In the entries below, locate the line with "In this photo, each instance of the tile", then give again that line and all lines after it, exactly, with pictures omitted.

- **Supplied records**:
○ ○ ○

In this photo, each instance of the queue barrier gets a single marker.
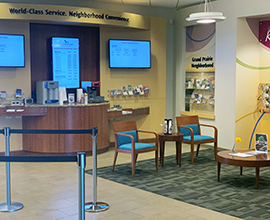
(79, 157)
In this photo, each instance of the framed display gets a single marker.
(261, 142)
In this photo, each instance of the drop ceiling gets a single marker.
(154, 3)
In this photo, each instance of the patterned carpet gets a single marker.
(197, 184)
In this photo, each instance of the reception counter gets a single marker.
(68, 117)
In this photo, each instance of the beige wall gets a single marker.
(154, 78)
(15, 78)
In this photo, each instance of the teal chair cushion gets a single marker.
(121, 139)
(186, 132)
(198, 138)
(138, 146)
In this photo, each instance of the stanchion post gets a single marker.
(8, 206)
(81, 161)
(95, 206)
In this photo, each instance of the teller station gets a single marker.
(79, 45)
(77, 116)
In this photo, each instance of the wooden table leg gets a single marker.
(219, 166)
(162, 143)
(179, 152)
(257, 177)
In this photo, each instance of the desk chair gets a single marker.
(127, 141)
(190, 127)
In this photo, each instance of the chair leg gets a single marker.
(156, 155)
(136, 157)
(133, 161)
(192, 153)
(114, 160)
(198, 148)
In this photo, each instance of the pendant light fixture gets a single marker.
(206, 17)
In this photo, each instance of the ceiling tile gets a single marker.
(109, 1)
(163, 3)
(137, 2)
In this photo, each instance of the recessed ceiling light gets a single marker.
(206, 16)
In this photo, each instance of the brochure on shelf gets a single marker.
(261, 142)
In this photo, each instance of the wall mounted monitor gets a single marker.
(65, 61)
(129, 54)
(12, 50)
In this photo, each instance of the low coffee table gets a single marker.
(170, 137)
(257, 161)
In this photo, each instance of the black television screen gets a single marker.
(129, 54)
(65, 61)
(12, 50)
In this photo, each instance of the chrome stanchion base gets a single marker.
(14, 206)
(96, 207)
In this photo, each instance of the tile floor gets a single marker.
(49, 191)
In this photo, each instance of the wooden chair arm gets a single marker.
(191, 132)
(151, 132)
(148, 140)
(211, 126)
(127, 135)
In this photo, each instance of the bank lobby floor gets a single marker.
(49, 191)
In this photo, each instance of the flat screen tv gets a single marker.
(129, 54)
(12, 50)
(65, 61)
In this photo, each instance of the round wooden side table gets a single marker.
(170, 137)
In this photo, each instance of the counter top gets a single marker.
(126, 109)
(53, 105)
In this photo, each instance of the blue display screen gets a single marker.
(129, 54)
(65, 59)
(12, 50)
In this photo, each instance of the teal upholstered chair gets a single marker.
(127, 141)
(190, 127)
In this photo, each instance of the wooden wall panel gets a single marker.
(41, 142)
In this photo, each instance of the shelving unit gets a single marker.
(199, 97)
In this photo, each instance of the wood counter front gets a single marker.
(67, 117)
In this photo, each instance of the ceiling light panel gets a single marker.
(186, 3)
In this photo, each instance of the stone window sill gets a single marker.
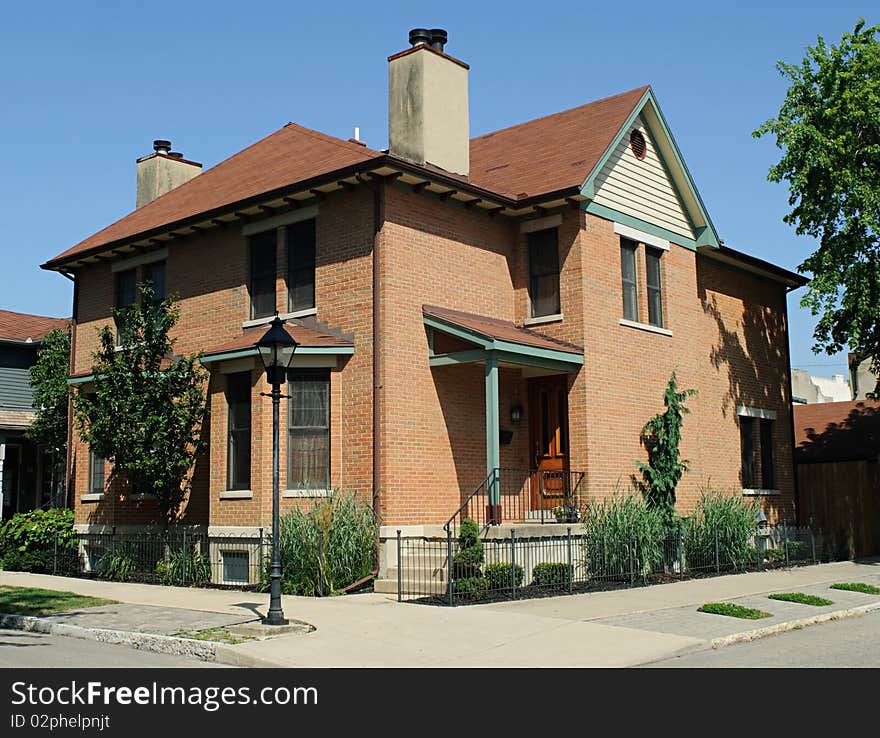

○ ○ ○

- **The completed task**:
In this photo, each instance of the tile floor gets a single marker.
(49, 191)
In this photo, each instance of the wooden chair arm gets a single marker.
(191, 132)
(151, 132)
(148, 140)
(211, 126)
(127, 135)
In this photo, each instance of the bank lobby floor gets a single marker.
(49, 191)
In this photo, each instance of the flat screen tv gets a single marker.
(129, 54)
(12, 50)
(65, 61)
In this photo, each instance of the round wooden side table gets a single marker.
(170, 137)
In this photo, each instance of the counter top gets a single marker.
(126, 109)
(53, 105)
In this photo, each instance of the blue display screen gets a single marker.
(129, 54)
(65, 59)
(12, 50)
In this photo, each instance of the teal upholstered chair gets a single marker.
(127, 141)
(190, 127)
In this photo, each instance of the wooden wall panel gets a single marker.
(41, 142)
In this photo, each instance of the shelving unit gets a single marker.
(199, 97)
In this photo, each instance of the wood counter front gets a single marker.
(67, 117)
In this photo, each instance of the ceiling light panel gets a single marker.
(186, 3)
In this photo, each instance of the stone window sill gets a single marker.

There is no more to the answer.